Estratto ->
----------------

Si tratta di una delle sfide più difficili del presente.

A fronte di qualsiasi problema, si è soliti immaginare tre tipi di soluzioni con difficoltà crescenti: una soluzione tecnologica (applicazione di tecniche risolutive), una organizzativa (riprogrammazione degli obiettivi e metodi) e una formativa (cambio dei comportamenti).

Per la crisi ambientale, si punta molto sulla prima.

In Europa, autovetture, furgoni, camion e autobus producono oltre il 70% delle emissioni di gas a effetto serra generate dai trasporti e la quota restante proviene principalmente dal trasporto marittimo e aereo.

Gli inquinanti atmosferici, come il particolato (PM) e il biossido di azoto (NO2), procurano danni rilevanti all’ambiente e alla salute umana.

Così anche l’Italia ha da anni introdotto importanti restrizioni sui livelli di emissioni consentiti, ma, a fronte di una riduzione dei gas di scarico e di una maggiore efficienza dei motori, le concentrazioni di inquinanti atmosferici sono ancora troppo elevate.

----------------

Esercizi da svolgere ->
A – Indica se ciascuna affermazione concorda con l'estratto sulle emissioni, rispondendo sì o no e citando alla lettera le parole che lo stabiliscono: (i) in Europa autovetture, furgoni, camion e autobus producono oltre il 70% delle emissioni di gas serra dei trasporti; (ii) la quota restante proviene principalmente dal trasporto ferroviario; (iii) in Italia le concentrazioni di inquinanti atmosferici sono ormai scese a livelli accettabili.
B – Ricopia dall'estratto sulle emissioni tutto il testo che va da "Si tratta di" giù fino a "molto sulla prima.".

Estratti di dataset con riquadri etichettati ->
----------------

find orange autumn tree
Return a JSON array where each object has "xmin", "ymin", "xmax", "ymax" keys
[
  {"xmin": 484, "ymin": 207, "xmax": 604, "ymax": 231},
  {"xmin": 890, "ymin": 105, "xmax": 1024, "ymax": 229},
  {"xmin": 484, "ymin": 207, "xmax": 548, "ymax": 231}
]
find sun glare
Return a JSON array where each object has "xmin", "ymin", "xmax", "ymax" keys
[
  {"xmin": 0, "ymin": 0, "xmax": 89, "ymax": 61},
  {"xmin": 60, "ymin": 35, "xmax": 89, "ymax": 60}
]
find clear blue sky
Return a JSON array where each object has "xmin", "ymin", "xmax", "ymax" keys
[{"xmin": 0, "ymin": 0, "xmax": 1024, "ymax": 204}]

----------------

Risposte scritte ->
A –
(i) Sì: "autovetture, furgoni, camion e autobus producono oltre il 70% delle emissioni di gas a effetto serra generate dai trasporti".
(ii) No: "la quota restante proviene principalmente dal trasporto marittimo e aereo".
(iii) No: "le concentrazioni di inquinanti atmosferici sono ancora troppo elevate".

B –
Si tratta di una delle sfide più difficili del presente.

A fronte di qualsiasi problema, si è soliti immaginare tre tipi di soluzioni con difficoltà crescenti: una soluzione tecnologica (applicazione di tecniche risolutive), una organizzativa (riprogrammazione degli obiettivi e metodi) e una formativa (cambio dei comportamenti).

Per la crisi ambientale, si punta molto sulla prima.